Return each line from the items below that contains the string "window", matching case exactly.

------------------------------------------------------------

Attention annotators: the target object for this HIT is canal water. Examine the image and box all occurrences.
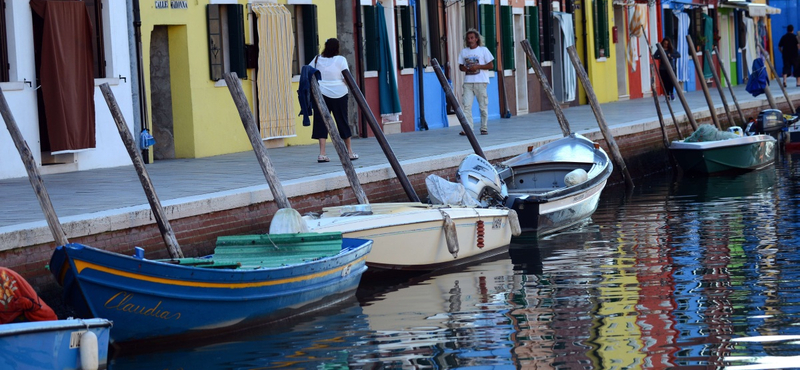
[109,155,800,370]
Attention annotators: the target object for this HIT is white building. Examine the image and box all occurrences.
[0,0,135,179]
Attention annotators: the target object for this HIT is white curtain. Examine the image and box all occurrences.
[444,1,466,109]
[673,12,689,82]
[253,4,297,139]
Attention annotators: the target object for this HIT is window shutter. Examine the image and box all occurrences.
[539,1,555,62]
[397,6,415,69]
[525,6,542,68]
[206,4,225,81]
[481,4,497,71]
[302,5,320,65]
[364,6,378,71]
[227,4,247,79]
[500,6,514,69]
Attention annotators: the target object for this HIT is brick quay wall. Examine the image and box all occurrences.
[0,94,800,306]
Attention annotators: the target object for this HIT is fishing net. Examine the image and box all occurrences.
[684,123,739,143]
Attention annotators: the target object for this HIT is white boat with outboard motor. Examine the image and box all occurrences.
[498,133,614,236]
[303,155,520,271]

------------------------------------------------------------

*Task answer*:
Attention annotators: the target object for this HIT is window shutter. Examine the image and box all occurrences.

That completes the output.